[Data for this exercise]
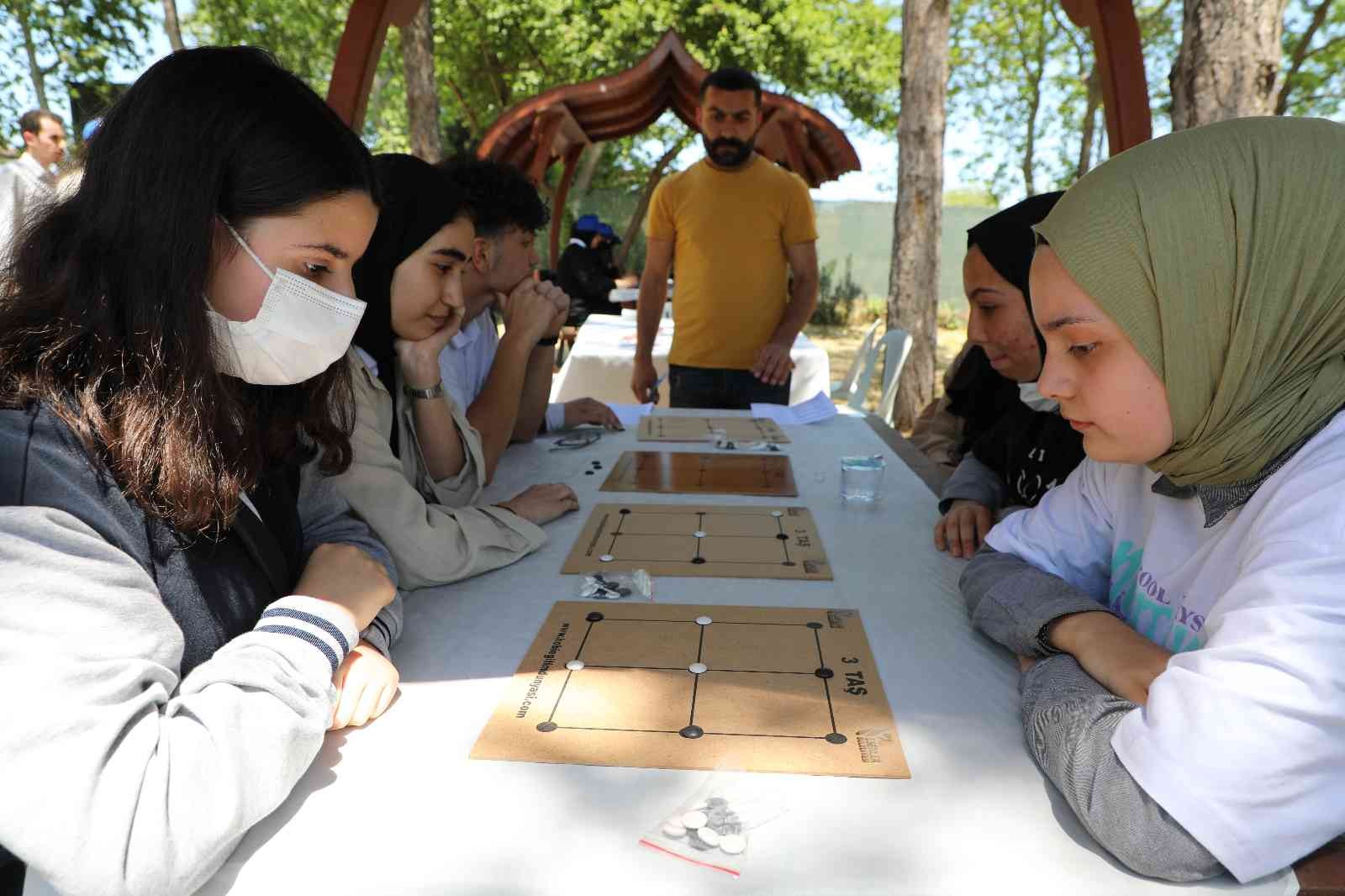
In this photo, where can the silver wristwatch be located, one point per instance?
(435, 392)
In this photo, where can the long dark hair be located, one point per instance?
(103, 313)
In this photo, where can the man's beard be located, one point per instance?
(726, 151)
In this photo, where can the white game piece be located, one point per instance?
(709, 835)
(733, 844)
(694, 821)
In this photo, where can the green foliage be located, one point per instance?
(490, 55)
(1020, 73)
(836, 295)
(1315, 38)
(71, 44)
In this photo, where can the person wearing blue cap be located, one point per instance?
(585, 269)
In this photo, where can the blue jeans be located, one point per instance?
(721, 387)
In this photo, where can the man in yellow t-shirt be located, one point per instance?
(744, 239)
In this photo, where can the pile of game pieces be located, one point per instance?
(730, 444)
(615, 586)
(709, 825)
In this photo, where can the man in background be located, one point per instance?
(744, 239)
(30, 181)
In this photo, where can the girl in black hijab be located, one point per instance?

[Do this] Lay out the listing above as a Markdown table with the columns Row and Line, one listing line per row, numbered in order. Leave out blank lines and the pictures.

[Complete response]
| Row | Line |
|---|---|
| 1 | In this photo, where can the silver wristwatch be located, one point per instance? |
| 2 | (435, 392) |
| 3 | In this photo, where can the long dark hair be located, one point per instance? |
| 4 | (103, 313) |
| 5 | In this photo, where can the man's beard be located, one point per instance? |
| 6 | (726, 151) |
| 7 | In this photo, where can the white game piece be located, one point per instance? |
| 8 | (709, 835) |
| 9 | (733, 844) |
| 10 | (694, 821) |
| 11 | In this photo, where can the green foliage be located, one point per instance? |
| 12 | (490, 55) |
| 13 | (1020, 73) |
| 14 | (836, 295) |
| 15 | (1315, 38) |
| 16 | (71, 44) |
| 17 | In this photo, where can the person wearing blue cap be located, one point per instance? |
| 18 | (585, 269) |
| 19 | In this photo, where can the blue jeans be located, one point per instance? |
| 20 | (721, 387) |
| 21 | In this photo, where can the man in yellow t-shirt be located, one point per instance? |
| 22 | (744, 239) |
| 23 | In this photo, where can the pile of game pieces be located, one point per instance? |
| 24 | (730, 444) |
| 25 | (615, 586) |
| 26 | (709, 825) |
| 27 | In this photo, where can the man in background be located, one point per instance? |
| 28 | (744, 239) |
| 29 | (30, 181) |
| 30 | In this photo, where can the girl in black hijab be located, one point per instance? |